INSTRUCTION: Write out all of the lines below, exactly and completely.

═════ PROVIDED RECORDS

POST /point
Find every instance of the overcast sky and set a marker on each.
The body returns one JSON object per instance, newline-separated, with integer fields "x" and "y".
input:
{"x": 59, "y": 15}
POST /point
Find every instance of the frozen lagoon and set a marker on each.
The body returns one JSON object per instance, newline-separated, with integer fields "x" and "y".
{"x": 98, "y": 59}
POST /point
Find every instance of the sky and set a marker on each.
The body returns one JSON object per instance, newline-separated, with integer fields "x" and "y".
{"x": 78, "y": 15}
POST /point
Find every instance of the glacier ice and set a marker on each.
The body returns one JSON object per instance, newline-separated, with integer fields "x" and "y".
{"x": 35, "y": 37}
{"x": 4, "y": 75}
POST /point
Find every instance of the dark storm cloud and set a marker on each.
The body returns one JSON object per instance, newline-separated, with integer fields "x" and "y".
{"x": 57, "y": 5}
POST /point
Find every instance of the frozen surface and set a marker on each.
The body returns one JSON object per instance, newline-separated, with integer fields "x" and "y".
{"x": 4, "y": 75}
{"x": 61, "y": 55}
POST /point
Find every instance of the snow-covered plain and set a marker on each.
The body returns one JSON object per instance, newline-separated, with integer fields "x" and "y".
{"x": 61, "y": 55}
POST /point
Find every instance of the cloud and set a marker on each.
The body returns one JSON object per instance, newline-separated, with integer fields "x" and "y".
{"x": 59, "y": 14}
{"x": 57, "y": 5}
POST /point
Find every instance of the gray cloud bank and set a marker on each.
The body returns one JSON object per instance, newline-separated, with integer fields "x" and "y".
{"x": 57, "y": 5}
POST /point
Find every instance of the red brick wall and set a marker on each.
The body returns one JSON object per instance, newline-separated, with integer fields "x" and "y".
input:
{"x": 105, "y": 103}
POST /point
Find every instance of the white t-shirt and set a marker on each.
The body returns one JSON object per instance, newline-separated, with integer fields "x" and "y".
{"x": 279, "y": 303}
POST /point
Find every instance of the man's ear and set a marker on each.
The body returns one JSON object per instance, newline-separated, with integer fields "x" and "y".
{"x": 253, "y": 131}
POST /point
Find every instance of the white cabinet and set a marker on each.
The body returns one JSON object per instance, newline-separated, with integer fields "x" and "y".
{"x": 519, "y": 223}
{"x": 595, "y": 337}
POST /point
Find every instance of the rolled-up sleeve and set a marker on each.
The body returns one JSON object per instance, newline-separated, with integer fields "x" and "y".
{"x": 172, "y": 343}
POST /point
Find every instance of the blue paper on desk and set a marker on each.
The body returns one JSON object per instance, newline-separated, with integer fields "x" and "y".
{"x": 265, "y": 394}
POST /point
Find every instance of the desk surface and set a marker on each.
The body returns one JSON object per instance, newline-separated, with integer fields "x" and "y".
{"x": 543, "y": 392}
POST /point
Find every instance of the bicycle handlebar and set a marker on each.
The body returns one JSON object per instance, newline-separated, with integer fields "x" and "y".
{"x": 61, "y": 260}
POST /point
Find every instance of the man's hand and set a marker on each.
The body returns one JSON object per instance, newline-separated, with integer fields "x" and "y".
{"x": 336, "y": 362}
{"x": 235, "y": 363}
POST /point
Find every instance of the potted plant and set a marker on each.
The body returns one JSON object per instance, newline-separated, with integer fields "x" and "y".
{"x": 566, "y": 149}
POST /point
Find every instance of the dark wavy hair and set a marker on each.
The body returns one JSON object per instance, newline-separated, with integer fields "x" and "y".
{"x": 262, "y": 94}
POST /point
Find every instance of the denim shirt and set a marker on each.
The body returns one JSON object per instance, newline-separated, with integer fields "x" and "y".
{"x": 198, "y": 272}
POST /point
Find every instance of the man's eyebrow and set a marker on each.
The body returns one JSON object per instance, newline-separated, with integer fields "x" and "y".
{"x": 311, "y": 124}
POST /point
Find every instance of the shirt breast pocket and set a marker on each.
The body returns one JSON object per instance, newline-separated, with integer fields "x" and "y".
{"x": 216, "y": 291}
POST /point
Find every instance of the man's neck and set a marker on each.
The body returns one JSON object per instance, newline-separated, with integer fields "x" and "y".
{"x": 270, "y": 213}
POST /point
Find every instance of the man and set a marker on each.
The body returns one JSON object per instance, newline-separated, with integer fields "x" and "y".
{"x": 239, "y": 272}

══════════

CORRECT OUTPUT:
POST /point
Find every instance of the overcast sky and set a marker on each.
The body returns one JSON object per instance, newline-separated, with integer fields "x" and "y".
input:
{"x": 59, "y": 15}
POST /point
Find every instance of the frozen lagoon and set a marker on each.
The body returns one JSON object per instance, newline-separated, with integer fields "x" and "y".
{"x": 98, "y": 59}
POST /point
Find every instance of the sky and set a marker on each.
The body returns one JSON object per instance, newline-separated, with integer fields "x" and "y".
{"x": 78, "y": 15}
POST /point
Find every instance of the glacier ice and set a marker on each.
The body returns one JSON object per instance, newline-separated, with integer fields "x" and "y".
{"x": 35, "y": 37}
{"x": 4, "y": 75}
POST /point
Find every instance of the dark storm cloud and set a marker on each.
The body returns one JSON object per instance, newline-separated, with integer fields "x" and "y".
{"x": 57, "y": 5}
POST /point
Find every instance of the frozen surface and set a marker on each.
The body returns one JSON object per instance, newline-separated, with integer fields "x" and "y".
{"x": 4, "y": 75}
{"x": 61, "y": 55}
POST /point
Find every instance of the snow-covered plain and set a marker on each.
The body returns one JSON object per instance, newline-separated, with integer fields "x" and "y".
{"x": 61, "y": 55}
POST /point
Find every instance of the cloud and set a marker on each.
The body returns one JSON object per instance, newline-separated, with integer fields "x" and "y".
{"x": 59, "y": 14}
{"x": 57, "y": 5}
POST /point
Find every instance of the gray cloud bank and set a marker on each.
The body returns one JSON object per instance, newline-separated, with integer fields "x" and "y".
{"x": 57, "y": 5}
POST /point
Find every instance of the red brick wall and set a marker on each.
The body returns one JSON object per instance, newline-separated, with integer fields "x" and "y".
input:
{"x": 105, "y": 103}
POST /point
Find every instance of the white t-shirt and set a marker on each.
The body returns one JSON object per instance, newline-separated, with integer fields "x" and "y".
{"x": 279, "y": 303}
POST /point
Find every instance of the man's ear and set a marker on each.
The body returns one JSON object per instance, newline-separated, with integer fields "x" and "y".
{"x": 253, "y": 131}
POST /point
Find every instance of the white cabinet and set a marker on each.
The body returns one JSON object per instance, newline-separated, with integer fields "x" and "y".
{"x": 519, "y": 223}
{"x": 595, "y": 337}
POST /point
Find every instance of the rolled-up sleeve and set a marker on each.
The body returns one JSON object per instance, newline-separated, with integer fields "x" and "y".
{"x": 172, "y": 343}
POST /point
Find every instance of the blue paper on desk and set a marker on each.
The body returns one JSON object per instance, newline-separated, with integer fields "x" and "y".
{"x": 265, "y": 394}
POST /point
Find every instance of the desk surface and set a marker on each.
The body returns one JSON object per instance, newline-separated, with integer fields "x" and "y".
{"x": 543, "y": 392}
POST /point
Find every instance of the bicycle handlebar and set a marker on each.
The body returns one JSON object per instance, newline-separated, with integer fields "x" and "y".
{"x": 61, "y": 260}
POST /point
Find every instance of the man's hand and set a marker on each.
The body returns one JSON object per instance, newline-separated, with integer fields "x" and "y".
{"x": 336, "y": 362}
{"x": 235, "y": 363}
POST /point
Find every instance of the potted plant and set a marker on each.
The body returns one JSON object per instance, newline-separated, with integer fields "x" and "y".
{"x": 566, "y": 149}
POST /point
Find every instance of the dark wavy hair and set a marker on each.
The body returns one JSON object per instance, newline-separated, with integer fields "x" and "y".
{"x": 262, "y": 94}
POST /point
Find every instance of the denim shirt and set a marker on each.
The body returns one JSON object per instance, newline-separated, with integer fields "x" and "y".
{"x": 198, "y": 272}
POST /point
Find every instance of the man's eyebrow and set a marker on each.
The body returns one JSON object per instance, newline-separated, with integer fields "x" and "y".
{"x": 311, "y": 124}
POST /point
Find every instance of the shirt breast pocket and set a marker on each.
The body returns one JSON object per instance, newline-separated, with integer fields "x" and "y".
{"x": 216, "y": 291}
POST /point
Find every instance of the man's neck and set a marker on each.
The body returns one JSON object per instance, newline-separated, with integer fields "x" and "y".
{"x": 270, "y": 213}
POST /point
Find every instance of the man and set a marker on each.
The body returns one JSON object per instance, newline-separated, with integer fields "x" and "y".
{"x": 239, "y": 272}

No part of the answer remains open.